§ THE EXERCISE
Rewrite the stretch from the line containing "of the woman" through the end of the entries, replacing "blonde hair" with "red hair" and leaving everything else unchanged.

• • • •

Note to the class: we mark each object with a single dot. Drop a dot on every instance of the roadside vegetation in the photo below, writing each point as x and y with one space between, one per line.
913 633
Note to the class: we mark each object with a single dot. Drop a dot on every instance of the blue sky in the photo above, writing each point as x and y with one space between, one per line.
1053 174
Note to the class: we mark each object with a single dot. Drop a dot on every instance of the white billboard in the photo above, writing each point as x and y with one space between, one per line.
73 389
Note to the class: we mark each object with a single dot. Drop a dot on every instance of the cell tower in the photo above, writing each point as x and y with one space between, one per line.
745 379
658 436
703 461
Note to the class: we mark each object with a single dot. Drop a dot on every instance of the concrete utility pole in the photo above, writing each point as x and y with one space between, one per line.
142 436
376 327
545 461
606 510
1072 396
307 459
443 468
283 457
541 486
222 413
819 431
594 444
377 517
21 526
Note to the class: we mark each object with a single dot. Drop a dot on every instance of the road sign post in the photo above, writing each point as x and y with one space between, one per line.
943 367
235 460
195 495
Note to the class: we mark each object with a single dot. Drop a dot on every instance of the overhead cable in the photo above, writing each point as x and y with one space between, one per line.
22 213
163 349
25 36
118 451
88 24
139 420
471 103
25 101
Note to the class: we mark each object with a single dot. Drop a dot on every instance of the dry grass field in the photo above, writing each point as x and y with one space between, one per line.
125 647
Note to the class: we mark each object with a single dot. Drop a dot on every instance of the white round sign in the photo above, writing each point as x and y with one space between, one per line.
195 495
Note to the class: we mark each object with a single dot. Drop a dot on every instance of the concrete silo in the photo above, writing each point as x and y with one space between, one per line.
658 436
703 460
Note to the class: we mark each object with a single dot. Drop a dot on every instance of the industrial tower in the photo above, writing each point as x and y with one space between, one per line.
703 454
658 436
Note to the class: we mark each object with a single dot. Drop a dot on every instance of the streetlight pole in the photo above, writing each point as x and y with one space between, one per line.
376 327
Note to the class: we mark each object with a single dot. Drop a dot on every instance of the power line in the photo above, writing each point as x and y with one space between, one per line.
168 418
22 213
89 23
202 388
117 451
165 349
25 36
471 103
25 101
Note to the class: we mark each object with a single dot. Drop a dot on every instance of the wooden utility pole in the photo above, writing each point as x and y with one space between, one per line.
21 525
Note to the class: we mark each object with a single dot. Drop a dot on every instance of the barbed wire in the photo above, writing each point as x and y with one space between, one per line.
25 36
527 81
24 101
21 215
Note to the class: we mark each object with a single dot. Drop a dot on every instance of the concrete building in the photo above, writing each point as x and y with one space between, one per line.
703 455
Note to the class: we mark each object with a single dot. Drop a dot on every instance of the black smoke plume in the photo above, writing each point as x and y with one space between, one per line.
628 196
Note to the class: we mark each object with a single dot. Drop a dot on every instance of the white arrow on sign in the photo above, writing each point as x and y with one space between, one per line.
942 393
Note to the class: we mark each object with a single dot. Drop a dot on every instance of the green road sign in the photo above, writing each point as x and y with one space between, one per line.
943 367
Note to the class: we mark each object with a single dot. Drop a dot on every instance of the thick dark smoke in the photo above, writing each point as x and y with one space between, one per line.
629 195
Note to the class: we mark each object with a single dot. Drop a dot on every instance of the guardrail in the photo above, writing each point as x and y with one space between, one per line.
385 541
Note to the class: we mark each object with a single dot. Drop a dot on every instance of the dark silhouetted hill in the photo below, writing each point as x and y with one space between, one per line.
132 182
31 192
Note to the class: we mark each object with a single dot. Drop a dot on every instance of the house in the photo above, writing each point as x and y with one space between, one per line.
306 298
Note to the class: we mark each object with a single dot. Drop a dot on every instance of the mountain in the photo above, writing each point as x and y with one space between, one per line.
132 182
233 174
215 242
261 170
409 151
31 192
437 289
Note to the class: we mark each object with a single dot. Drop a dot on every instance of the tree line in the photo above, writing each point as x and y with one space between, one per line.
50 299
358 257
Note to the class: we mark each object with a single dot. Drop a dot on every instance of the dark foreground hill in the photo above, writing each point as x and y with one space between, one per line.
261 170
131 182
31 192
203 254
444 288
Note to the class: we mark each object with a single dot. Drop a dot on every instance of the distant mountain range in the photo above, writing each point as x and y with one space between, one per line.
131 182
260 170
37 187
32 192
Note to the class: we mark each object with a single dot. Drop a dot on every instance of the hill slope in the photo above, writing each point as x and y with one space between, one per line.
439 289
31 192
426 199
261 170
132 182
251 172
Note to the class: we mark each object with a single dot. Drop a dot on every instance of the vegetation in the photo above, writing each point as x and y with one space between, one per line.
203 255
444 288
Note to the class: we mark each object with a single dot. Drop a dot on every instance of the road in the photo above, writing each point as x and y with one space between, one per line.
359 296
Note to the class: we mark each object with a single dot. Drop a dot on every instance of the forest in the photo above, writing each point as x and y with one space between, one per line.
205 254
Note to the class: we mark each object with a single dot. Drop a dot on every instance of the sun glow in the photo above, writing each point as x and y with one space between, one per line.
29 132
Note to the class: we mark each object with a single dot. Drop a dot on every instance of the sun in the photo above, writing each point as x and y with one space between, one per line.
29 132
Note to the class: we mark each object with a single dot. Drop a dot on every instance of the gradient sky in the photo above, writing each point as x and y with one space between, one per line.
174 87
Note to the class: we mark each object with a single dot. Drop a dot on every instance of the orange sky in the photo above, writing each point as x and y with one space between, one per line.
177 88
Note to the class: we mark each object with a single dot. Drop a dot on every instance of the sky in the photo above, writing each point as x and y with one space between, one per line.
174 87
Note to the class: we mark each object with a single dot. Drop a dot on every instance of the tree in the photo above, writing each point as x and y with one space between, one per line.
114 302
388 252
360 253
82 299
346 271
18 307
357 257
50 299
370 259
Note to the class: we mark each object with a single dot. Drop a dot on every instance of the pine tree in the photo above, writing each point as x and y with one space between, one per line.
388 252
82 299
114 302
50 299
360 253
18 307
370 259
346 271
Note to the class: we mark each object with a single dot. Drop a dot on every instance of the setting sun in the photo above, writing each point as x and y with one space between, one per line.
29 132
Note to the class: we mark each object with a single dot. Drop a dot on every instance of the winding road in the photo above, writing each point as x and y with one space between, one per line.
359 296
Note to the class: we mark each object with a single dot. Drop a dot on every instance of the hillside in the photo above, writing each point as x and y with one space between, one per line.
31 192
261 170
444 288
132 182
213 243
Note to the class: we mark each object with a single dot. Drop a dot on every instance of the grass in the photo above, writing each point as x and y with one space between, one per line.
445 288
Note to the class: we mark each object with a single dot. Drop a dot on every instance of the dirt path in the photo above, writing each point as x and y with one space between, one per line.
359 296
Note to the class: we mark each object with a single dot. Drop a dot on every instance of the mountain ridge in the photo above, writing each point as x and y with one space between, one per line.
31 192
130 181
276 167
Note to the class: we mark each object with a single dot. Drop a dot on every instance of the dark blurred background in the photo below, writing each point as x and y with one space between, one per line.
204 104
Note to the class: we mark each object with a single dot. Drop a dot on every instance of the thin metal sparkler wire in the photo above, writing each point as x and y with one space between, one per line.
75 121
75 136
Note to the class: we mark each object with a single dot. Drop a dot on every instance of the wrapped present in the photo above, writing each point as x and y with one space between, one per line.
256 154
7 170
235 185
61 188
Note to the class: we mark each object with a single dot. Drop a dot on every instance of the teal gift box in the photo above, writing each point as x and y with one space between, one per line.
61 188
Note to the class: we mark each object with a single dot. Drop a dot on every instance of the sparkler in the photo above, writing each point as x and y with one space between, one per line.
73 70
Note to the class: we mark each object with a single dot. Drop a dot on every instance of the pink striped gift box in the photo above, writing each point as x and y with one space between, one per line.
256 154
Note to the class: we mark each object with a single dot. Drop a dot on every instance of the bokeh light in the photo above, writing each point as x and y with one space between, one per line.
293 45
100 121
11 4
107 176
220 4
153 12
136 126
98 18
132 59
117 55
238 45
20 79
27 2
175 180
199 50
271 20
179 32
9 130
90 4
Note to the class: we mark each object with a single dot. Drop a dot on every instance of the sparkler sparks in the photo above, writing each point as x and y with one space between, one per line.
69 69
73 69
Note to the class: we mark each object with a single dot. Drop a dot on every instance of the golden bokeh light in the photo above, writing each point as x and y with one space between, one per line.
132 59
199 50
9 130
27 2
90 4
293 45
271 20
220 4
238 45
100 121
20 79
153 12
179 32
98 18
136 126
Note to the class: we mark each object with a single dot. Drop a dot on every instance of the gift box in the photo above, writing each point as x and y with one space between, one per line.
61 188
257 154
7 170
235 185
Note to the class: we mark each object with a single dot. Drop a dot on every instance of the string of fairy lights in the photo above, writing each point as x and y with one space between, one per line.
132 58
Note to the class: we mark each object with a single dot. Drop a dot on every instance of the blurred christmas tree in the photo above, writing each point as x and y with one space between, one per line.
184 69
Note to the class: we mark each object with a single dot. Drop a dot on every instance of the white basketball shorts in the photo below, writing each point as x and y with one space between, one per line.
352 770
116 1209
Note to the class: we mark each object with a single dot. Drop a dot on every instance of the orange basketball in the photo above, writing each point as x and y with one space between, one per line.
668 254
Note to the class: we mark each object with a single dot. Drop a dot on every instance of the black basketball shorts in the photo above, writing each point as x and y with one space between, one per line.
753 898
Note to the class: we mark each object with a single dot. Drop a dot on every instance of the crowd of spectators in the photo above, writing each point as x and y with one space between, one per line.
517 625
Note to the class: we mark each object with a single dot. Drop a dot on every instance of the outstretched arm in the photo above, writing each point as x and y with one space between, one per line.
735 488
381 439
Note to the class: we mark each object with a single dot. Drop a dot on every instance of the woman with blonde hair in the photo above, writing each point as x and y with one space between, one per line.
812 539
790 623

• • • •

§ ANSWER TO THE EXERCISE
Note to the class: we mark each object with a single dot. Drop a dot on every instance of the woman with red hair in the photo above, writing each point as x and y with one space between, one per line.
812 539
790 623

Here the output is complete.